● **Exercise requirements**:
Every line from the one containing "Objective — for every instance of the car hood, place" to the final line of the material below must be reproduced exactly; leave out all other lines.

(Coordinate labeling data)
[start]

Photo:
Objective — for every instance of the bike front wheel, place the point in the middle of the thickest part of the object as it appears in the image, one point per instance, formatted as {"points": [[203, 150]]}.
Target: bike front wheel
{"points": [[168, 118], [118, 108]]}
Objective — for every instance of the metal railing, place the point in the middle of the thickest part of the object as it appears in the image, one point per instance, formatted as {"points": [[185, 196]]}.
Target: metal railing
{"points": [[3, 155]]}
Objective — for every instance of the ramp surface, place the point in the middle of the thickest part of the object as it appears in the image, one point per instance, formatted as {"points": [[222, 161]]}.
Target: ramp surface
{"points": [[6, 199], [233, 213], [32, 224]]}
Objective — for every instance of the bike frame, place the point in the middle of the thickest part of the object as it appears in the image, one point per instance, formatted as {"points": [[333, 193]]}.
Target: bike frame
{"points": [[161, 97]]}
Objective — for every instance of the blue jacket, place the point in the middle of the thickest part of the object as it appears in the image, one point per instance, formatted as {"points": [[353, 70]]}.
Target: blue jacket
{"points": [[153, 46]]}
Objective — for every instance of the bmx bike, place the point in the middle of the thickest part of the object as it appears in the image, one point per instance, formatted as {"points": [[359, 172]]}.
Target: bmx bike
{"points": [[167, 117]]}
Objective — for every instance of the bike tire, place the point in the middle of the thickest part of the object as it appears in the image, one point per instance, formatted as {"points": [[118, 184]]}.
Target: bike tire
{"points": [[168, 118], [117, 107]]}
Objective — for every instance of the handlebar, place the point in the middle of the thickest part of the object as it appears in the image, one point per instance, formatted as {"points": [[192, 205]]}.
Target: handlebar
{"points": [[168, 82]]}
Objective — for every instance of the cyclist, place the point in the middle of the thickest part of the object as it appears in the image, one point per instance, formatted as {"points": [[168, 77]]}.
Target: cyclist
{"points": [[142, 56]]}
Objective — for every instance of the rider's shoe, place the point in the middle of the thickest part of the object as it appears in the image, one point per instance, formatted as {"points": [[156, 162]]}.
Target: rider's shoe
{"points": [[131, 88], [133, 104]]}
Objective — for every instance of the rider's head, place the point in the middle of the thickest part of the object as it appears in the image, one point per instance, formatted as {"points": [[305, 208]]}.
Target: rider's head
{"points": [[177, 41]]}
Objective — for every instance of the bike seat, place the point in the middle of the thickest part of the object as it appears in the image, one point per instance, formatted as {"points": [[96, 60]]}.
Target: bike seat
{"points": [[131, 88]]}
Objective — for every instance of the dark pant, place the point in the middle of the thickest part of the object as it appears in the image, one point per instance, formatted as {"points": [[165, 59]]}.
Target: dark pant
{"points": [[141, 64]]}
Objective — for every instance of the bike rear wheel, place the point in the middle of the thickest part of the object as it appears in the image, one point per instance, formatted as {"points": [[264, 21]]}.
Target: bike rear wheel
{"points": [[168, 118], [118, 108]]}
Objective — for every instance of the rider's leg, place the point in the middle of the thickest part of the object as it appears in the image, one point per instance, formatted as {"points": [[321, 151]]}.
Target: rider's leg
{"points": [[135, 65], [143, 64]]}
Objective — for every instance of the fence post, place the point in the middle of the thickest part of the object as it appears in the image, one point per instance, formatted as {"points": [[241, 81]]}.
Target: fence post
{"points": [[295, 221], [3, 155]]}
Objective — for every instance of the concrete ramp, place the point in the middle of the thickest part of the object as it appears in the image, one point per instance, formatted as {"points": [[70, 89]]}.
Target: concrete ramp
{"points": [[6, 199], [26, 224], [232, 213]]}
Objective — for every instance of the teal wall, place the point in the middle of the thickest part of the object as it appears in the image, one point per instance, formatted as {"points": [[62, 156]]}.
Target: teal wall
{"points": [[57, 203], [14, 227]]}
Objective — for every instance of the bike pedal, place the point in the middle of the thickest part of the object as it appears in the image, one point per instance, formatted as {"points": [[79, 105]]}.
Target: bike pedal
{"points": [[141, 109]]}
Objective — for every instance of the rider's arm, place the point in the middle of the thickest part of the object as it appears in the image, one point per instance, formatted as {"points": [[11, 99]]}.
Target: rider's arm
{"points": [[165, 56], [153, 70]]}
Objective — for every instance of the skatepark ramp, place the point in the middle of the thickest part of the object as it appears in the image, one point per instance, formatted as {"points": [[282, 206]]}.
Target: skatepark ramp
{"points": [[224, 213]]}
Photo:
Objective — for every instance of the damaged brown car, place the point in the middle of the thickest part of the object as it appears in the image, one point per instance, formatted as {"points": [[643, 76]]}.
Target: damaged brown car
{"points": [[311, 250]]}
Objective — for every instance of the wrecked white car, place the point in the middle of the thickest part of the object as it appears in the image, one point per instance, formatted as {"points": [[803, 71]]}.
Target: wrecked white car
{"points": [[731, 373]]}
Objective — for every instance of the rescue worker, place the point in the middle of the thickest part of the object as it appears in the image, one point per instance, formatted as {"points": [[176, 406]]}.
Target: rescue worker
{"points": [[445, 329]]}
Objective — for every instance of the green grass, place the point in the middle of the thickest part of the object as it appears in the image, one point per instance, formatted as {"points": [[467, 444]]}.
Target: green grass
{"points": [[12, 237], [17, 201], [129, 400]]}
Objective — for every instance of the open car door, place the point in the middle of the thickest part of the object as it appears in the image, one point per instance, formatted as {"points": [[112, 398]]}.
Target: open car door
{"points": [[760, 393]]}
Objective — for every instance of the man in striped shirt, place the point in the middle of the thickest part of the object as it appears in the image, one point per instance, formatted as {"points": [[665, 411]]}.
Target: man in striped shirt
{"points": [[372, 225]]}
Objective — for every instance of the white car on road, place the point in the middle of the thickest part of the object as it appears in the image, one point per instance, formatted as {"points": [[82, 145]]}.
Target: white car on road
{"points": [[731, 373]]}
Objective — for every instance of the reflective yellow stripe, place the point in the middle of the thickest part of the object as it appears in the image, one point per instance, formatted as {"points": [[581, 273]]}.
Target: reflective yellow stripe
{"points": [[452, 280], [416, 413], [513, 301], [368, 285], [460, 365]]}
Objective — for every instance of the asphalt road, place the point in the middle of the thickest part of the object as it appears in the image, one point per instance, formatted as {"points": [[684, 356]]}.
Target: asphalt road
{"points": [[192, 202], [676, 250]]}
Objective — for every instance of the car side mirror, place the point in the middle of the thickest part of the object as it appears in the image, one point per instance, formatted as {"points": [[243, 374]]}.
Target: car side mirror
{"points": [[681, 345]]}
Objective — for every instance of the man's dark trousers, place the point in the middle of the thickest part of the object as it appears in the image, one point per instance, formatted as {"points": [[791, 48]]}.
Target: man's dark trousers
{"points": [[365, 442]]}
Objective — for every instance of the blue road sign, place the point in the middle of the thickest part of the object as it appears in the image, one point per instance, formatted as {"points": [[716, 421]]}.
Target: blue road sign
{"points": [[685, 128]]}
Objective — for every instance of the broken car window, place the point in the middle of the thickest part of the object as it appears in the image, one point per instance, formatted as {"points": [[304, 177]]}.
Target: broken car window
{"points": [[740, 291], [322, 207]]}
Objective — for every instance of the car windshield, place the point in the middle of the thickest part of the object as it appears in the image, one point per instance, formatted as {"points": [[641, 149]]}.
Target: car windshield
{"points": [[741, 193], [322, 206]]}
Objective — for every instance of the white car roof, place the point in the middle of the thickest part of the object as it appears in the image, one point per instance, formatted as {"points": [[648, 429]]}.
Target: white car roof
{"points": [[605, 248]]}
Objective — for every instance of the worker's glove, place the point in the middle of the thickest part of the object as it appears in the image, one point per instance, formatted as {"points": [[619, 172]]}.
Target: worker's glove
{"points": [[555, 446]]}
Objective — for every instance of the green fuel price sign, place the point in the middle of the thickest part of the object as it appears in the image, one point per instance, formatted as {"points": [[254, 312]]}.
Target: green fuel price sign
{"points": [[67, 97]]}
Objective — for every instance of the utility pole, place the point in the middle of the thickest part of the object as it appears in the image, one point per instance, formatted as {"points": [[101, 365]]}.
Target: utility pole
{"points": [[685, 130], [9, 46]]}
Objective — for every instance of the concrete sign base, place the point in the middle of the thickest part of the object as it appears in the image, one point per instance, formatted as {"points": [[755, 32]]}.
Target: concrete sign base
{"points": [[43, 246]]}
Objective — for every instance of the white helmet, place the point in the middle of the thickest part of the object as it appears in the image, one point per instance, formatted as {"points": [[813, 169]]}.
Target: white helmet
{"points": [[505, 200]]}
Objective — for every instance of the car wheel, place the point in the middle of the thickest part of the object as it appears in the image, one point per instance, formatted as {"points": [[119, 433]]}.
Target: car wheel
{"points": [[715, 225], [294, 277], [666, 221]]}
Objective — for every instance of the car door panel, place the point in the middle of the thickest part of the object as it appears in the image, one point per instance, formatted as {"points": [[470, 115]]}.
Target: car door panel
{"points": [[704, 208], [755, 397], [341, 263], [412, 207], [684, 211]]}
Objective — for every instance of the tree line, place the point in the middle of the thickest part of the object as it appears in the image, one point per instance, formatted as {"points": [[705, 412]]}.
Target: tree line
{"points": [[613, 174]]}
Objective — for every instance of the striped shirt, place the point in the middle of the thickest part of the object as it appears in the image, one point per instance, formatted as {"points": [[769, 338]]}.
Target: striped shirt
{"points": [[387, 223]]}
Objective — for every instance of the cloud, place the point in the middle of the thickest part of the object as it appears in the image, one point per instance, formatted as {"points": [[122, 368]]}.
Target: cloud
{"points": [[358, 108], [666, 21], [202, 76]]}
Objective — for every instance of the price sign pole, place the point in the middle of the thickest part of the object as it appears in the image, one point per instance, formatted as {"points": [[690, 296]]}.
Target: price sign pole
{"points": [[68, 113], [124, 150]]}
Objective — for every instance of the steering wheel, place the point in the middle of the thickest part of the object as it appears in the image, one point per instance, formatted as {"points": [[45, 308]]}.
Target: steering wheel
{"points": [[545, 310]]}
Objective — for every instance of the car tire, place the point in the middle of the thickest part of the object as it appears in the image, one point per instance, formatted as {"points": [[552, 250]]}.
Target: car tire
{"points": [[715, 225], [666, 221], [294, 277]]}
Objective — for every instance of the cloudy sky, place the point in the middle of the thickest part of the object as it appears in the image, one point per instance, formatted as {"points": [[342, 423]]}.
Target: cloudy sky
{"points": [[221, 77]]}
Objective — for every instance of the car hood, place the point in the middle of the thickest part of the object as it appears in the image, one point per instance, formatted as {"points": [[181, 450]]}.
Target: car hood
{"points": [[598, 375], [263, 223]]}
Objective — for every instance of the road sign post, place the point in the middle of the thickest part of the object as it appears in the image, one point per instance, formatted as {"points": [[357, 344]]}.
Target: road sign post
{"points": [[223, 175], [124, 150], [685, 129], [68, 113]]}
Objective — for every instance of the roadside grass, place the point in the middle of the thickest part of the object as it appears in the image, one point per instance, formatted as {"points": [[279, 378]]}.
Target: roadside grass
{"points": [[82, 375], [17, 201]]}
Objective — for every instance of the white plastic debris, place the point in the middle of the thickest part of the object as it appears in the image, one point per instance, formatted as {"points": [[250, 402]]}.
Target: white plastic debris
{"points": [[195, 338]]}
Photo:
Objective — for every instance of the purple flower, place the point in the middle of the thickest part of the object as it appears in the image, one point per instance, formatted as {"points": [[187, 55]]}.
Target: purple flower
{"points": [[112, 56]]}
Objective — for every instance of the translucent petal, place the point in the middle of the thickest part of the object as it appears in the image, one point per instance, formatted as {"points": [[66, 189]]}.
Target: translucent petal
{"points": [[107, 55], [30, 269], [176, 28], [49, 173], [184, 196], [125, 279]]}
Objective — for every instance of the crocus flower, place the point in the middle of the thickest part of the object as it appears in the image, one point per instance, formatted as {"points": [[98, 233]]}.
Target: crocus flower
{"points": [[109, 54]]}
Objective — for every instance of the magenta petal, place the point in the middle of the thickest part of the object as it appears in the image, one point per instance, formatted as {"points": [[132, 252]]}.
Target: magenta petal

[end]

● **Exercise result**:
Objective — for every instance of the car hood, place the point in the middle of the thickest part of the object as it appears in the image, one point per instance, formatted as {"points": [[181, 450]]}.
Target: car hood
{"points": [[598, 375], [263, 223]]}
Objective — for every instance of the road sign post, place the point in the middle of the thickest part of the object as it appears in the image, one point per instance, formatted as {"points": [[357, 344]]}.
Target: road sign post
{"points": [[223, 175], [124, 150], [685, 129], [68, 113]]}
Objective — for every instance of the roadside grass, place the point in the middle of the thickest part of the object as it appears in the image, one point per instance, formatted as {"points": [[279, 378]]}.
Target: roadside grass
{"points": [[82, 375], [17, 201]]}
Objective — for every instance of the white plastic debris, place the point in the middle of the thickest part of the object as it appears in the image, one point per instance, formatted as {"points": [[250, 402]]}.
Target: white plastic debris
{"points": [[195, 338]]}
Photo:
Objective — for every instance of the purple flower, place the point in the middle of the thickest part of the object as it appears in the image, one point per instance, formatted as {"points": [[187, 55]]}.
Target: purple flower
{"points": [[112, 56]]}
Objective — for every instance of the translucent petal, place the point in the middle of the thickest part of the object as it appears in the image, one point per instance, formatted as {"points": [[66, 189]]}.
Target: translucent petal
{"points": [[107, 55], [30, 269], [176, 28], [49, 173], [184, 196], [125, 279]]}
Objective — for every instance of the crocus flower, place the point in the middle of the thickest part of the object as it appears in the image, one point per instance, formatted as {"points": [[98, 233]]}.
Target: crocus flower
{"points": [[109, 54]]}
Objective — for every instance of the magenta petal, place the point in the middle of the thickest part of the object as it appears in the image, one point per instance, formatted as {"points": [[132, 252]]}.
Target: magenta petal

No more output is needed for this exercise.